▶ **Given instruction**: Return, exactly, the line that contains "Note: mark the man's leg" together with all lines after it to the end of the entries, and no further lines.

start Dataset records

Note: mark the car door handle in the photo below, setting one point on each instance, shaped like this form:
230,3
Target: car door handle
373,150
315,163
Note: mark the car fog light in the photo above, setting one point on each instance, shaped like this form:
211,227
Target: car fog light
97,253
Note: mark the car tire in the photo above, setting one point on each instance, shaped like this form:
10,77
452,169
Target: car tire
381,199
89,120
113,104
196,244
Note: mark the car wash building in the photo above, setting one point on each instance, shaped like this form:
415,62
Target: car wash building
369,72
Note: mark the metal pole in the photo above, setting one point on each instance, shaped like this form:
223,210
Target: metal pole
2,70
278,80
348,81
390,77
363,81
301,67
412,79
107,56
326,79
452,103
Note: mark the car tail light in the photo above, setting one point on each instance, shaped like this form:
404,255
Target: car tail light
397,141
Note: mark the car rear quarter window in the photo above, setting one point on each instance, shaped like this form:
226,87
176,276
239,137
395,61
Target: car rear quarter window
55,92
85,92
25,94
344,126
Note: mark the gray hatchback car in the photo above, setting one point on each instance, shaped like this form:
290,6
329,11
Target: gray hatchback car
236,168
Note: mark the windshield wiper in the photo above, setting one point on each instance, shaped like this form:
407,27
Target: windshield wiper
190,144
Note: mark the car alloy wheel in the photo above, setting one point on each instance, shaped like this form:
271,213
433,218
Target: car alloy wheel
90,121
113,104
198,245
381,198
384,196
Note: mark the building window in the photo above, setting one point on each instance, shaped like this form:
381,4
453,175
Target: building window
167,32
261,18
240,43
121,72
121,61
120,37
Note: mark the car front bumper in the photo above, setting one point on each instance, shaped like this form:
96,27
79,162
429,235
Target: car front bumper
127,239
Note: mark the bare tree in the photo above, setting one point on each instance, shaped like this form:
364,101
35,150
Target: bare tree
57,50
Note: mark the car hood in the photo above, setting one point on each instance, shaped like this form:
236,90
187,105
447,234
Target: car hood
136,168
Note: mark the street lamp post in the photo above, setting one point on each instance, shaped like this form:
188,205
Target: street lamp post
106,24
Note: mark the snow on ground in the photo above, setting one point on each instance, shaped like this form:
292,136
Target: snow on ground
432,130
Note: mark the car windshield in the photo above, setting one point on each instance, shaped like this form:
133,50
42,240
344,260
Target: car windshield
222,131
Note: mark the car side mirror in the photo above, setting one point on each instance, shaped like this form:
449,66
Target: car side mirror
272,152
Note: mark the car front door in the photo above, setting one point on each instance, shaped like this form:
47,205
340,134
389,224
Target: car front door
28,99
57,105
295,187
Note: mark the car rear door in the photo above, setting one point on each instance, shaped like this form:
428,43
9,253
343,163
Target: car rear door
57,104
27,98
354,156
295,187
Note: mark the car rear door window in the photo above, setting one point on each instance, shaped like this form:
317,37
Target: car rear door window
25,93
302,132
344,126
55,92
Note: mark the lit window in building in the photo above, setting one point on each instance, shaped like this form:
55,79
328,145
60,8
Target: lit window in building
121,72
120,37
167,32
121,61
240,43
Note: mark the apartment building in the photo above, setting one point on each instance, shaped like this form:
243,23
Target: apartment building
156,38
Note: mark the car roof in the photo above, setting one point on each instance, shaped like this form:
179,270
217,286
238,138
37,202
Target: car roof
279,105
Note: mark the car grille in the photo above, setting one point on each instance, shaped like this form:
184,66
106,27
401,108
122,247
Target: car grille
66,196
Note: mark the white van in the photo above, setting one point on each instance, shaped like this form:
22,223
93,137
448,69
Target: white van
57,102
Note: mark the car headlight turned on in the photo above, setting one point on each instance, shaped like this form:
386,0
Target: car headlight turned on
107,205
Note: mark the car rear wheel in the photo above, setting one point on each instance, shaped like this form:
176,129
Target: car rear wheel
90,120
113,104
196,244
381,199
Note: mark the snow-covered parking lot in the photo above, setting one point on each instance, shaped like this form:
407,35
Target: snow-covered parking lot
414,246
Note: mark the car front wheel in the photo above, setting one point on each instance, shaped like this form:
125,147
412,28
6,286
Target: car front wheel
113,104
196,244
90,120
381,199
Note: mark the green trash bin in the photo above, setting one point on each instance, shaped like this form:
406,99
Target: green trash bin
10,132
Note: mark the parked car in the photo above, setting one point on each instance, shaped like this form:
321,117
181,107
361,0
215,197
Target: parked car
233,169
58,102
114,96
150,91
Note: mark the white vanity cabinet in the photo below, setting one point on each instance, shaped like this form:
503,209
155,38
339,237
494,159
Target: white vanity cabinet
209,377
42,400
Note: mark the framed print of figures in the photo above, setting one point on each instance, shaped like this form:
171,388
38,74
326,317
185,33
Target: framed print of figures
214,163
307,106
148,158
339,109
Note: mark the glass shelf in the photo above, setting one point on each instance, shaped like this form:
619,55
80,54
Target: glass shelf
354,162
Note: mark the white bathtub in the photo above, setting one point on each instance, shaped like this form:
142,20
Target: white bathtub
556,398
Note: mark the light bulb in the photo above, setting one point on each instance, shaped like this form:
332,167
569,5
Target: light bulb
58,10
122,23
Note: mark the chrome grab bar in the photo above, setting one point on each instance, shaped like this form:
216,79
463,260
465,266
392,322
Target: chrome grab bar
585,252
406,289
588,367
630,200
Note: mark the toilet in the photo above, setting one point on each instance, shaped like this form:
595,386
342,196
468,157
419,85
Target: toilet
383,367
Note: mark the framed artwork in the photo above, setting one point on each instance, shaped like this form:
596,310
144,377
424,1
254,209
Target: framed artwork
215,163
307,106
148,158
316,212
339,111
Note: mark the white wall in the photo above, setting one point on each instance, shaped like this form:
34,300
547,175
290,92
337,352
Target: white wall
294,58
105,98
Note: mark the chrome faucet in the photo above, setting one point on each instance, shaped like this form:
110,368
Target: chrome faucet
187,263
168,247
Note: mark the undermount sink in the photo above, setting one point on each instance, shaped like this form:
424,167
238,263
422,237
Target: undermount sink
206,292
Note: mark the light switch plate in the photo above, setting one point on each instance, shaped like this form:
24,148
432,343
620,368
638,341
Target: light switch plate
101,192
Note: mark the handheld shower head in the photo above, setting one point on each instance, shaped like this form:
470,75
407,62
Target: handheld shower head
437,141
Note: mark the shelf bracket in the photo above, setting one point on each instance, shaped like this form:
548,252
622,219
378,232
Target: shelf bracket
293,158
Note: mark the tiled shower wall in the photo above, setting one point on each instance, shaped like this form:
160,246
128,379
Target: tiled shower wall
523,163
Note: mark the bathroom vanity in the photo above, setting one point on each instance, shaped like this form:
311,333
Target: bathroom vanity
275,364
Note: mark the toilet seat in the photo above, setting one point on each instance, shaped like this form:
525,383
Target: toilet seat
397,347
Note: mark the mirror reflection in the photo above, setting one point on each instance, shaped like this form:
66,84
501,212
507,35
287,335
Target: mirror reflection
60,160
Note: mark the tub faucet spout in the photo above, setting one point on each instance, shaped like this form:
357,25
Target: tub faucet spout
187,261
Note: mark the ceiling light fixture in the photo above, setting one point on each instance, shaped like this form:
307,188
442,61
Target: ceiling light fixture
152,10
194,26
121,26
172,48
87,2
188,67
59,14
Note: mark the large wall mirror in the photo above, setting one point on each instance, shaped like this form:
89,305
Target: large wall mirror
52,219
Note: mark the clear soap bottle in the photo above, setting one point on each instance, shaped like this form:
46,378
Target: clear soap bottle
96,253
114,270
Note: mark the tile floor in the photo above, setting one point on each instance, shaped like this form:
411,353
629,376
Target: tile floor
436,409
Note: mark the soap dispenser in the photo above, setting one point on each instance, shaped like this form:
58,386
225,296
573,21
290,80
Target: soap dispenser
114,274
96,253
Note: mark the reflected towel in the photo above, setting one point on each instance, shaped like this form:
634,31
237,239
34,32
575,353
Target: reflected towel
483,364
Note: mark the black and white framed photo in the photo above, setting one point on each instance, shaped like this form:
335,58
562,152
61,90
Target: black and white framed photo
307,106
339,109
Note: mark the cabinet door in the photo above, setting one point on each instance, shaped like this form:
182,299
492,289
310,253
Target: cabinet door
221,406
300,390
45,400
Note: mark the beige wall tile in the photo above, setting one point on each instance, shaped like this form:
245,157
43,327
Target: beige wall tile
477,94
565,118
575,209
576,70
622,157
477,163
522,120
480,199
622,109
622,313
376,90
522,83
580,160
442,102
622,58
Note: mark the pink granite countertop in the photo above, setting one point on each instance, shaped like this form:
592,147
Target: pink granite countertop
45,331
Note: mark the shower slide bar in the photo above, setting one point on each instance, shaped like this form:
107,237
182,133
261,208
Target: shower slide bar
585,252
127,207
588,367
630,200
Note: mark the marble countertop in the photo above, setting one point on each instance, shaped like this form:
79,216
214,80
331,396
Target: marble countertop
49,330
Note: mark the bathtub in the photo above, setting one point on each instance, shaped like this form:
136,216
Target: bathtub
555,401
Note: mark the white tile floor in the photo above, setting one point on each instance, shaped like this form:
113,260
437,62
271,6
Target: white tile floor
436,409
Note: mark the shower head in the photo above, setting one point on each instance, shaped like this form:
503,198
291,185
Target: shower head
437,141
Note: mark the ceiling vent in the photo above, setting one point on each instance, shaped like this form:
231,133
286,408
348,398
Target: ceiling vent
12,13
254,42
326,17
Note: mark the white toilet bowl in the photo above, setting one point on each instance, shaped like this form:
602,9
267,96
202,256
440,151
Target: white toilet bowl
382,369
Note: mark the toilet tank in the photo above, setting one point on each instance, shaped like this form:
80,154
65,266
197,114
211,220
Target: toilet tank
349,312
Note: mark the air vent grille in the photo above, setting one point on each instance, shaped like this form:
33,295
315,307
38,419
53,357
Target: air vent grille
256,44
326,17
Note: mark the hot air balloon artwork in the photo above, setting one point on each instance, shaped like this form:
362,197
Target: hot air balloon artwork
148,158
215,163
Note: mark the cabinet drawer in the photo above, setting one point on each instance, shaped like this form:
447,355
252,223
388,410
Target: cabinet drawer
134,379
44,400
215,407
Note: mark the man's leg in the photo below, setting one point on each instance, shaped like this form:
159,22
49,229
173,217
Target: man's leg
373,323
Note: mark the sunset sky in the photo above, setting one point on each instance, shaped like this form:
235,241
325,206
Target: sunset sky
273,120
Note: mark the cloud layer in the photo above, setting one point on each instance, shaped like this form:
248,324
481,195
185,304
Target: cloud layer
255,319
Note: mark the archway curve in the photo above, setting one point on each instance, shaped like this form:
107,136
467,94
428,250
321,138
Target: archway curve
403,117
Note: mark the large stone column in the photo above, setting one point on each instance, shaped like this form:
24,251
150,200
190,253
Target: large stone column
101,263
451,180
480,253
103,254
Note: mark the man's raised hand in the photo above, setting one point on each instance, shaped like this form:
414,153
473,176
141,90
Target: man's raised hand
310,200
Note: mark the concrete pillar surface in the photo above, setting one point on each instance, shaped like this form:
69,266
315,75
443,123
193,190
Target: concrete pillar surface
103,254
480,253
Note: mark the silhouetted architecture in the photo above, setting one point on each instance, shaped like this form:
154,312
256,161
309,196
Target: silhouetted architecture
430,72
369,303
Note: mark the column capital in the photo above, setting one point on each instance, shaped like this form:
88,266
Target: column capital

end Dataset records

▶ **Full output**:
Note: mark the man's leg in the photo below, setting one point on each instance, shaped like this form:
159,22
49,229
173,217
Target: man's leg
373,323
Note: mark the sunset sky in the photo above, setting one point on each instance, shaped like this form:
235,241
325,206
Target: sunset sky
273,120
Note: mark the cloud layer in the photo above, setting one point on each instance, shaped like this form:
248,324
481,195
185,304
Target: cloud layer
255,319
Note: mark the archway curve in the photo above, setting one point on each instance, shaped like this form:
107,136
467,94
428,250
321,138
Target: archway curve
403,117
Note: mark the large stone column in the photo above, setting one point on each instance, shaped like this form:
24,251
150,200
190,253
Target: large stone column
101,263
451,180
480,253
103,254
Note: mark the man's raised hand in the photo above, setting one point on each instance, shaped like this form:
414,153
473,176
141,90
Target: man's raised hand
310,200
Note: mark the concrete pillar surface in the photo above, setting one point on each instance, shaped like this form:
69,266
315,75
443,123
193,190
Target: concrete pillar surface
103,254
480,253
Note: mark the silhouetted architecture in the photo above, setting one point on each instance, shaped like this form:
154,312
256,161
309,196
Target: silhouetted architecture
430,72
369,303
Note: mark the column capital in the photo above, setting one point on each instance, shaped like this form:
88,266
Target: column capital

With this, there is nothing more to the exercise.